(Pointing dataset excerpts)

────────────────────

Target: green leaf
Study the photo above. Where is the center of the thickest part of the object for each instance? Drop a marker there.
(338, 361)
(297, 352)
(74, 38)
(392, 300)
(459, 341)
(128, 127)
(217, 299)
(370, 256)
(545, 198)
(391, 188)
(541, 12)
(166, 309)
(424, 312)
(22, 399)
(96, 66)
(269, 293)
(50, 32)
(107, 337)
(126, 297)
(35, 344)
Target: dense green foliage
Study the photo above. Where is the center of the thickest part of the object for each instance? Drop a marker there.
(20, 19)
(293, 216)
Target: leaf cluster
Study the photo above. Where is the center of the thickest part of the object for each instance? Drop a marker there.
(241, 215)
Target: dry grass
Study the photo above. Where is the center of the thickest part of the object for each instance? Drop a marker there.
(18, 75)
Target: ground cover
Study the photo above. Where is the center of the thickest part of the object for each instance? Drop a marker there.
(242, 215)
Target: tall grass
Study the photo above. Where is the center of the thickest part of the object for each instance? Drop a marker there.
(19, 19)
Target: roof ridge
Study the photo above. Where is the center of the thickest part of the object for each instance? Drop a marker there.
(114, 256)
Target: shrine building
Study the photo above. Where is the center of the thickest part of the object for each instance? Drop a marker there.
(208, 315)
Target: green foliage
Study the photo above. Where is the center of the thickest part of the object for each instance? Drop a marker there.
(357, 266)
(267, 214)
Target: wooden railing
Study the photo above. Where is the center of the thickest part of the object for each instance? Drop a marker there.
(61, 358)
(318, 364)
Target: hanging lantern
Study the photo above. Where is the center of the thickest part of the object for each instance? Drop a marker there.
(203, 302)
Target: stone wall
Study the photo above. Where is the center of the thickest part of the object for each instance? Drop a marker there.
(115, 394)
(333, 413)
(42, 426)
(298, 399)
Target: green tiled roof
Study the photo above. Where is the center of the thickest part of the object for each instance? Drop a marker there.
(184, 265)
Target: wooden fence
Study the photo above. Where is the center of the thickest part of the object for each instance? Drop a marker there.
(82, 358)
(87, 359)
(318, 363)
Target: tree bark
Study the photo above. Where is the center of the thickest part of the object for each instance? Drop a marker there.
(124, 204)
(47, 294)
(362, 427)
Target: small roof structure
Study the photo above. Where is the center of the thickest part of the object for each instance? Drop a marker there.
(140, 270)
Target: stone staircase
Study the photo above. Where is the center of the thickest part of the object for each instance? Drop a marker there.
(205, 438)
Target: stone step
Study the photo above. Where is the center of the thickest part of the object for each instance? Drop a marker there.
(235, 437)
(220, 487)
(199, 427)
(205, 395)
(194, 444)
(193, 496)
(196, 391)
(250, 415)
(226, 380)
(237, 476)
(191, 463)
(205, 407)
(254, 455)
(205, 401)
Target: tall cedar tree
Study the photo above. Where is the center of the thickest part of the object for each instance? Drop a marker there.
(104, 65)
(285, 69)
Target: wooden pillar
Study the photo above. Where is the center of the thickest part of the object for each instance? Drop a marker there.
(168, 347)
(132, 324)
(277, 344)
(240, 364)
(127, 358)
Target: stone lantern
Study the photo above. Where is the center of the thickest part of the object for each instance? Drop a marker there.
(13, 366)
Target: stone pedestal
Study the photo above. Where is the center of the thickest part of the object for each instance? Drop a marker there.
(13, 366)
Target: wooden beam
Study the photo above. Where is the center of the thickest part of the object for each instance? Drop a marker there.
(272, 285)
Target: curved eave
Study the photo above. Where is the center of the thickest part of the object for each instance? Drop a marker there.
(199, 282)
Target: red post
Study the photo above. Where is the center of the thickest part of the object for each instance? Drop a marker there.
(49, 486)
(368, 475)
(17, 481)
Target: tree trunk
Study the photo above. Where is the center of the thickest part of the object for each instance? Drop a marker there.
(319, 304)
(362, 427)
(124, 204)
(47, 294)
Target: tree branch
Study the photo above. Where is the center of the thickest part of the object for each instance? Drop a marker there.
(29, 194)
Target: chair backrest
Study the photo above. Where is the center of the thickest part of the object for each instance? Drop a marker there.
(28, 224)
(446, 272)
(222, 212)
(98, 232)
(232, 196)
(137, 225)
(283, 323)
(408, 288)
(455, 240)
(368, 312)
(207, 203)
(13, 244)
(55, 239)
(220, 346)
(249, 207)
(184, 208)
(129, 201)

────────────────────

## STATED GOAL
Arrange every line of the rows above as a Markdown table with two columns, Line and Text, numbering the lines in order and omitting any blank ones.

## OUTPUT FOR THIS EXERCISE
| Line | Text |
|---|---|
| 1 | Target: green leaf |
| 2 | Study the photo above. Where is the center of the thickest part of the object for each instance? Drop a marker there. |
| 3 | (338, 361) |
| 4 | (297, 352) |
| 5 | (74, 38) |
| 6 | (392, 300) |
| 7 | (459, 341) |
| 8 | (128, 127) |
| 9 | (217, 299) |
| 10 | (370, 256) |
| 11 | (545, 198) |
| 12 | (391, 188) |
| 13 | (541, 12) |
| 14 | (166, 309) |
| 15 | (424, 312) |
| 16 | (22, 399) |
| 17 | (96, 66) |
| 18 | (269, 293) |
| 19 | (50, 32) |
| 20 | (107, 337) |
| 21 | (126, 297) |
| 22 | (35, 344) |
| 23 | Target: dense green foliage |
| 24 | Study the photo above. Where is the center of the thickest part of the object for each instance? Drop a marker there. |
| 25 | (20, 19) |
| 26 | (293, 216) |
| 27 | Target: leaf cluster |
| 28 | Study the photo above. Where is the center of the thickest part of the object for each instance? Drop a marker there. |
| 29 | (241, 215) |
| 30 | Target: dry grass |
| 31 | Study the photo above. Where is the center of the thickest part of the object for each instance? Drop a marker there. |
| 32 | (18, 75) |
| 33 | Target: ground cover |
| 34 | Study the photo above. Where is the center of the thickest part of the object for each instance? Drop a marker there. |
| 35 | (242, 215) |
| 36 | Target: tall grass |
| 37 | Study the photo above. Where is the center of the thickest part of the object for each instance? Drop a marker there. |
| 38 | (19, 19) |
| 39 | Target: roof ridge |
| 40 | Study the photo above. Where is the center of the thickest part of the object for each instance? Drop a marker there. |
| 41 | (114, 256) |
| 42 | Target: shrine building |
| 43 | Study the photo above. Where is the center of the thickest part of the object for each instance? Drop a marker there. |
| 44 | (208, 315) |
| 45 | Target: green foliage |
| 46 | Study the photo above. Where is the center of the thickest part of the object for each instance? Drop a marker there. |
| 47 | (357, 266) |
| 48 | (267, 214) |
| 49 | Target: wooden railing |
| 50 | Study the photo above. Where is the center of the thickest part of the object for each instance? Drop a marker there. |
| 51 | (61, 358) |
| 52 | (318, 364) |
| 53 | Target: hanging lantern |
| 54 | Study the photo above. Where is the center of the thickest part of the object for each instance? Drop a marker there. |
| 55 | (203, 302) |
| 56 | Target: stone wall |
| 57 | Study the photo above. Where is the center of the thickest part of the object for each instance? Drop a marker there. |
| 58 | (115, 394) |
| 59 | (333, 413) |
| 60 | (42, 426) |
| 61 | (298, 399) |
| 62 | Target: green tiled roof |
| 63 | Study the photo above. Where is the center of the thickest part of the object for each instance? Drop a marker there. |
| 64 | (184, 265) |
| 65 | Target: wooden fence |
| 66 | Study the photo above. Where is the center of the thickest part of the object for each instance? Drop a marker there. |
| 67 | (82, 358) |
| 68 | (87, 359) |
| 69 | (318, 363) |
| 70 | Target: tree bark |
| 71 | Study the photo above. Where is the center of the thickest part of the object for each instance? Drop a marker there. |
| 72 | (124, 204) |
| 73 | (47, 294) |
| 74 | (362, 427) |
| 75 | Target: small roof structure |
| 76 | Study the photo above. Where is the center of the thickest part of the object for each instance? Drop a marker there. |
| 77 | (140, 270) |
| 78 | Target: stone staircase |
| 79 | Study the photo above. Where is the center of the thickest part of the object for each instance? Drop a marker there. |
| 80 | (205, 438) |
| 81 | Target: stone step |
| 82 | Study the photo above. Where is the center of the thickest part of the object for each instance? Drop a marker there. |
| 83 | (235, 437) |
| 84 | (220, 487) |
| 85 | (199, 427) |
| 86 | (205, 395) |
| 87 | (194, 444) |
| 88 | (193, 496) |
| 89 | (196, 391) |
| 90 | (250, 415) |
| 91 | (226, 380) |
| 92 | (237, 476) |
| 93 | (191, 463) |
| 94 | (205, 407) |
| 95 | (254, 455) |
| 96 | (205, 401) |
| 97 | Target: tall cedar tree |
| 98 | Study the photo above. Where is the center of the thickest part of the object for each instance? Drop a marker there. |
| 99 | (104, 65) |
| 100 | (285, 69) |
| 101 | Target: wooden pillar |
| 102 | Study the photo above. Where is the center of the thickest part of the object for each instance? Drop a marker there. |
| 103 | (168, 347) |
| 104 | (132, 324) |
| 105 | (277, 344) |
| 106 | (240, 364) |
| 107 | (127, 358) |
| 108 | Target: stone lantern |
| 109 | Study the photo above. Where is the center of the thickest part of the object for each instance? Drop a marker there. |
| 110 | (13, 366) |
| 111 | Target: stone pedestal |
| 112 | Study the photo above. Where is the center of the thickest part of the object for each instance? Drop a marker there. |
| 113 | (13, 366) |
| 114 | Target: wooden beam |
| 115 | Study the photo above. Where is the center of the thickest part of the object for each instance? Drop a marker there. |
| 116 | (272, 285) |
| 117 | Target: curved eave |
| 118 | Study the photo above. Where is the center of the thickest part of the object for each instance? Drop a marker there. |
| 119 | (199, 282) |
| 120 | Target: red post |
| 121 | Study the photo above. Where is the center of the thickest part of the object for each instance? Drop a marker there. |
| 122 | (49, 486) |
| 123 | (368, 475) |
| 124 | (17, 481) |
| 125 | Target: tree trunk |
| 126 | Study the photo above. Where is the center of the thickest part of the object for each instance? Drop a marker there. |
| 127 | (319, 304) |
| 128 | (362, 427) |
| 129 | (124, 204) |
| 130 | (47, 294) |
| 131 | Target: tree branch |
| 132 | Study the photo above. Where is the center of the thickest part of the object for each instance? Drop a marker there. |
| 133 | (29, 194) |
| 134 | Target: chair backrest |
| 135 | Study the photo above. Where is the center of the thickest part of the object for each instance? Drop a marker there. |
| 136 | (28, 224) |
| 137 | (446, 272) |
| 138 | (222, 212) |
| 139 | (98, 232) |
| 140 | (232, 196) |
| 141 | (137, 225) |
| 142 | (283, 323) |
| 143 | (408, 288) |
| 144 | (455, 240) |
| 145 | (368, 312) |
| 146 | (207, 203) |
| 147 | (13, 244) |
| 148 | (55, 239) |
| 149 | (220, 346) |
| 150 | (249, 207) |
| 151 | (184, 208) |
| 152 | (129, 201) |